Activity: Could you output every record below exactly as it appears?

Segment Start: Data shown

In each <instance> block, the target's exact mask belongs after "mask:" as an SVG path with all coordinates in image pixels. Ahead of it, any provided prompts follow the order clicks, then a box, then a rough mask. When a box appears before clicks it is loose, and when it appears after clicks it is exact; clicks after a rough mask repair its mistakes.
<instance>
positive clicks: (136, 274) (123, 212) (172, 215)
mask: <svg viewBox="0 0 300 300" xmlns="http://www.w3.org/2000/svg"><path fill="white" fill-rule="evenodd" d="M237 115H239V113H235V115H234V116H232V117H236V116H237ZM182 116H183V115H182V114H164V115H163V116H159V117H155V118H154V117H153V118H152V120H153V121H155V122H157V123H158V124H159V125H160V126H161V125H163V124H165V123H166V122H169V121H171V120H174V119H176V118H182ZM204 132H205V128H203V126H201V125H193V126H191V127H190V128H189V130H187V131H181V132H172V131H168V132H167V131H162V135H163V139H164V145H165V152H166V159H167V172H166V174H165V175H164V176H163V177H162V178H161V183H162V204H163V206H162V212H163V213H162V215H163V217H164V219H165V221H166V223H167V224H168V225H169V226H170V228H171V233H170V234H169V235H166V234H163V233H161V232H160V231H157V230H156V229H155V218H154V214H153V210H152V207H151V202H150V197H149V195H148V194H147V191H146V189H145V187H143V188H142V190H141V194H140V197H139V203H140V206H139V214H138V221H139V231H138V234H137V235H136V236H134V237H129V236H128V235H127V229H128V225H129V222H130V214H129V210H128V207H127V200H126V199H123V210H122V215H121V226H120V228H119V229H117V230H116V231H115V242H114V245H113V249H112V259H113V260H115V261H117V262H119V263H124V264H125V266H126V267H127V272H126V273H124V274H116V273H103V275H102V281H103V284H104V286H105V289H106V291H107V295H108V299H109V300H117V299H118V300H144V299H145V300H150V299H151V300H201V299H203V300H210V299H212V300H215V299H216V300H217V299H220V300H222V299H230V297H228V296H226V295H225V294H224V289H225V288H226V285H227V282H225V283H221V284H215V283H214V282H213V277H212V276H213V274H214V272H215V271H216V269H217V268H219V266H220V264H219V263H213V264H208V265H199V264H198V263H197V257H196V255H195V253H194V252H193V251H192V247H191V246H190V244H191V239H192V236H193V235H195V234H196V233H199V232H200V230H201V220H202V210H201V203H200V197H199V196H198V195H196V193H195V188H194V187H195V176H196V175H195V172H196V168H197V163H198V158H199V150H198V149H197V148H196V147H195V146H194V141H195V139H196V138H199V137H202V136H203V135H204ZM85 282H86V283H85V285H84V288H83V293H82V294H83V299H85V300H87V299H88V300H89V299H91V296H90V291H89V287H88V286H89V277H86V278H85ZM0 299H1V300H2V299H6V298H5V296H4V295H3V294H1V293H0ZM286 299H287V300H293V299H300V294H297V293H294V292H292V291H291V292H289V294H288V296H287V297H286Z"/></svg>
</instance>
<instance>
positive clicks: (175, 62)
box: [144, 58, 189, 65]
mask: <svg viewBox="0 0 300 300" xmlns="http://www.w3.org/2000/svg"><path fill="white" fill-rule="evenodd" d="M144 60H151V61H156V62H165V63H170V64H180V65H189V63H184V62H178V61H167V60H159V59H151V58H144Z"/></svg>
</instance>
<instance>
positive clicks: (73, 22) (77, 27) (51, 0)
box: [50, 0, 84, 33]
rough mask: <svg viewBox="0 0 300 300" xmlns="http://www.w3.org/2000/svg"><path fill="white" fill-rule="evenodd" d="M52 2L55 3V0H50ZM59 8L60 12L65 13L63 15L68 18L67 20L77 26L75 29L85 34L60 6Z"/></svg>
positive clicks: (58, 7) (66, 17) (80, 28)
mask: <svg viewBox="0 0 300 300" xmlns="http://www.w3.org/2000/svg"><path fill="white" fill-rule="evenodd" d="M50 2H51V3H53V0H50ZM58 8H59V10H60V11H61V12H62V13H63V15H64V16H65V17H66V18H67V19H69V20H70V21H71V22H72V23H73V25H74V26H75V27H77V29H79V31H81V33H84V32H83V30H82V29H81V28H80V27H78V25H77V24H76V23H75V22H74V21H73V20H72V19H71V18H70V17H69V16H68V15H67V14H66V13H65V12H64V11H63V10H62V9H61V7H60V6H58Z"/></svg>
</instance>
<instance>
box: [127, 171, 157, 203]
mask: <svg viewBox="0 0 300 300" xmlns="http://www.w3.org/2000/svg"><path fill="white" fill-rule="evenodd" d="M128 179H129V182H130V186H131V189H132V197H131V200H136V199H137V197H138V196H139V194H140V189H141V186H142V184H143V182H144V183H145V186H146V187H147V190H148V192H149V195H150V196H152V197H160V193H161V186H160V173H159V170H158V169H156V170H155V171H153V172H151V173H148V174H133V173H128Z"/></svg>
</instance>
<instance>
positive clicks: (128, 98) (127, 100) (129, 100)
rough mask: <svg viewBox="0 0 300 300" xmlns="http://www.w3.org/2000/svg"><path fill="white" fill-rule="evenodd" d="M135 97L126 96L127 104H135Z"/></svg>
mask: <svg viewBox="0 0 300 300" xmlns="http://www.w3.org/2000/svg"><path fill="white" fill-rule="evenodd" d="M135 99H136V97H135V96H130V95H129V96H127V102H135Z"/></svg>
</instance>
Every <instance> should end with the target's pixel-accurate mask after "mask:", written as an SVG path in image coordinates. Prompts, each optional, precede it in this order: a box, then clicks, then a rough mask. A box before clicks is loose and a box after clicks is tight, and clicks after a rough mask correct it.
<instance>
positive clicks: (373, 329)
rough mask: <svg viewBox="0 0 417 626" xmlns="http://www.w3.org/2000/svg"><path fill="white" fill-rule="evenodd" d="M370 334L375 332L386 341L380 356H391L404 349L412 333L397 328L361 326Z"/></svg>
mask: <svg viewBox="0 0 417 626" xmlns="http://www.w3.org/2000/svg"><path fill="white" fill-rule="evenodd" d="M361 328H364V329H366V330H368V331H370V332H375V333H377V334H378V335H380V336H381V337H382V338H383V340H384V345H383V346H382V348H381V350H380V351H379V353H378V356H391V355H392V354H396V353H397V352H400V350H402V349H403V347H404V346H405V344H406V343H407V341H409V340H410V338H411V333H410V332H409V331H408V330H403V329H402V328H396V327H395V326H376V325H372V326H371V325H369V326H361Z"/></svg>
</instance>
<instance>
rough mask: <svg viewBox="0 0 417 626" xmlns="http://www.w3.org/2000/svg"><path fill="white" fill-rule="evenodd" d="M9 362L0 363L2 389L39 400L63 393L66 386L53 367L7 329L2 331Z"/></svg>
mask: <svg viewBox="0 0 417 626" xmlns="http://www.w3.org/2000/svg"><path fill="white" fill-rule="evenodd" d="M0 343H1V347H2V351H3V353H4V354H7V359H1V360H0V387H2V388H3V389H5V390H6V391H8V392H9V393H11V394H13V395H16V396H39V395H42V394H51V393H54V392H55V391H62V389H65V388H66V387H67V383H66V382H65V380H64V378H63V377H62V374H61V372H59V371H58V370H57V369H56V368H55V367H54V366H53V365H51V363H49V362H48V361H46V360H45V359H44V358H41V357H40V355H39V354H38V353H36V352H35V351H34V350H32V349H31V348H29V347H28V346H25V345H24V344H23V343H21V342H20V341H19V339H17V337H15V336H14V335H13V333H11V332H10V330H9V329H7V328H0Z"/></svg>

Segment End: Data shown

Answer space:
In each <instance> block, the target's exact mask belongs after "mask:" as an SVG path with all coordinates in image pixels. Ahead of it, any provided prompts follow the order clicks, then a box, then a rough mask. When a box appears before clicks it is loose, and when it appears after clicks it is exact; clicks after a rough mask repair its mistakes.
<instance>
positive clicks: (136, 274) (123, 212) (172, 215)
mask: <svg viewBox="0 0 300 300" xmlns="http://www.w3.org/2000/svg"><path fill="white" fill-rule="evenodd" d="M237 115H239V113H235V115H234V116H232V117H236V116H237ZM182 116H183V115H182V114H164V115H163V116H159V117H155V118H154V117H153V118H152V120H153V121H155V122H157V123H158V124H159V125H160V126H161V125H163V124H165V123H166V122H169V121H171V120H174V119H176V118H182ZM204 132H205V128H203V126H201V125H193V126H191V127H190V128H189V130H187V131H181V132H172V131H168V132H167V131H162V135H163V139H164V145H165V152H166V159H167V172H166V174H165V175H164V176H163V177H162V178H161V183H162V204H163V206H162V212H163V213H162V215H163V217H164V219H165V221H166V223H167V224H168V225H169V226H170V228H171V233H170V234H169V235H166V234H163V233H161V232H160V231H157V230H156V229H155V218H154V214H153V210H152V207H151V202H150V197H149V195H148V194H147V191H146V189H145V187H143V188H142V190H141V194H140V197H139V203H140V206H139V214H138V221H139V231H138V234H137V235H136V236H134V237H129V236H128V235H127V229H128V225H129V222H130V214H129V210H128V207H127V200H126V199H123V210H122V215H121V226H120V228H119V229H117V230H116V231H115V242H114V245H113V249H112V259H113V260H115V261H117V262H119V263H124V264H125V266H126V267H127V272H126V273H124V274H116V273H103V275H102V281H103V284H104V286H105V289H106V291H107V295H108V299H109V300H117V299H118V300H144V299H145V300H150V299H151V300H201V299H203V300H210V299H212V300H215V299H216V300H217V299H220V300H222V299H230V297H228V296H226V295H225V294H224V289H225V288H226V285H227V282H225V283H221V284H215V283H214V282H213V277H212V276H213V274H214V272H215V271H216V269H217V268H219V266H220V264H219V263H213V264H208V265H199V264H198V263H197V257H196V255H195V253H194V252H193V251H192V247H191V246H190V244H191V239H192V236H193V235H195V234H196V233H199V232H200V230H201V220H202V210H201V203H200V197H199V196H198V195H196V193H195V188H194V187H195V176H196V175H195V172H196V168H197V163H198V158H199V150H198V149H197V148H196V147H195V146H194V141H195V139H196V138H199V137H202V136H203V135H204ZM85 282H86V283H85V285H84V288H83V293H82V294H83V299H85V300H87V299H88V300H89V299H91V296H90V291H89V287H88V286H89V277H86V278H85ZM0 299H1V300H2V299H6V298H5V296H4V295H3V294H1V293H0ZM286 299H287V300H293V299H300V294H297V293H294V292H292V291H291V292H289V294H288V296H287V297H286Z"/></svg>
</instance>
<instance>
positive clicks: (175, 62)
box: [144, 58, 189, 65]
mask: <svg viewBox="0 0 300 300" xmlns="http://www.w3.org/2000/svg"><path fill="white" fill-rule="evenodd" d="M144 60H151V61H156V62H165V63H170V64H180V65H189V63H184V62H178V61H167V60H159V59H151V58H144Z"/></svg>
</instance>
<instance>
positive clicks: (73, 22) (77, 27) (51, 0)
box: [50, 0, 84, 33]
rough mask: <svg viewBox="0 0 300 300" xmlns="http://www.w3.org/2000/svg"><path fill="white" fill-rule="evenodd" d="M52 2L55 3V0H50ZM59 8L60 12L65 13L63 15L68 18L67 20L77 26L75 29L85 34L60 6Z"/></svg>
positive clicks: (58, 7) (66, 17) (80, 28)
mask: <svg viewBox="0 0 300 300" xmlns="http://www.w3.org/2000/svg"><path fill="white" fill-rule="evenodd" d="M50 2H51V3H53V0H50ZM58 8H59V10H60V11H61V12H62V13H63V15H64V16H65V17H66V18H67V19H69V20H70V21H71V22H72V23H73V25H74V26H75V27H77V29H79V31H81V33H84V32H83V30H82V29H81V28H80V27H78V25H77V24H76V23H75V22H74V21H73V20H72V19H71V18H70V17H69V16H68V15H67V14H66V13H65V12H64V11H63V10H62V9H61V7H60V6H58Z"/></svg>
</instance>
<instance>
box: [127, 171, 157, 203]
mask: <svg viewBox="0 0 300 300" xmlns="http://www.w3.org/2000/svg"><path fill="white" fill-rule="evenodd" d="M128 179H129V182H130V186H131V189H132V197H131V200H136V199H137V197H138V196H139V194H140V189H141V186H142V184H143V182H144V183H145V186H146V187H147V190H148V192H149V195H150V196H152V197H160V193H161V186H160V173H159V170H158V169H156V170H155V171H153V172H151V173H148V174H133V173H128Z"/></svg>
</instance>
<instance>
positive clicks: (128, 98) (127, 100) (129, 100)
rough mask: <svg viewBox="0 0 300 300" xmlns="http://www.w3.org/2000/svg"><path fill="white" fill-rule="evenodd" d="M135 97L126 96L127 104H135Z"/></svg>
mask: <svg viewBox="0 0 300 300" xmlns="http://www.w3.org/2000/svg"><path fill="white" fill-rule="evenodd" d="M135 99H136V97H135V96H130V95H129V96H127V102H135Z"/></svg>
</instance>
Every <instance> should end with the target's pixel-accurate mask after "mask:", written as an SVG path in image coordinates. Prompts, each optional, precede it in this order: a box, then clicks, then a rough mask. A box before clicks is loose and a box after clicks is tight, and clicks after a rough mask correct it.
<instance>
positive clicks: (373, 329)
rough mask: <svg viewBox="0 0 417 626" xmlns="http://www.w3.org/2000/svg"><path fill="white" fill-rule="evenodd" d="M370 334L375 332L386 341L380 356H391L404 349L412 333L397 328L361 326Z"/></svg>
mask: <svg viewBox="0 0 417 626" xmlns="http://www.w3.org/2000/svg"><path fill="white" fill-rule="evenodd" d="M361 328H364V329H366V330H368V331H370V332H375V333H377V334H378V335H380V336H381V337H382V338H383V340H384V345H383V346H382V348H381V350H380V351H379V353H378V356H391V355H392V354H396V353H397V352H400V350H402V349H403V347H404V346H405V344H406V343H407V341H409V340H410V338H411V333H410V332H409V331H408V330H403V329H402V328H396V327H395V326H376V325H372V326H371V325H369V326H361Z"/></svg>
</instance>
<instance>
rough mask: <svg viewBox="0 0 417 626" xmlns="http://www.w3.org/2000/svg"><path fill="white" fill-rule="evenodd" d="M9 362L0 363L2 389L39 400L63 393L66 386L53 367L7 329L2 331Z"/></svg>
mask: <svg viewBox="0 0 417 626" xmlns="http://www.w3.org/2000/svg"><path fill="white" fill-rule="evenodd" d="M0 343H1V347H2V351H3V353H4V354H7V359H1V360H0V387H2V388H3V389H5V390H6V391H8V392H9V393H11V394H13V395H16V396H39V395H42V394H51V393H54V392H55V391H62V389H65V388H66V387H67V383H66V382H65V380H64V378H63V377H62V374H61V372H59V371H58V370H57V369H56V368H55V367H54V366H53V365H51V363H49V362H48V361H46V360H45V359H44V358H41V357H40V355H39V354H38V353H36V352H35V351H34V350H32V349H31V348H29V347H28V346H25V345H24V344H23V343H21V342H20V341H19V339H17V337H15V336H14V335H13V333H11V332H10V330H9V329H7V328H0Z"/></svg>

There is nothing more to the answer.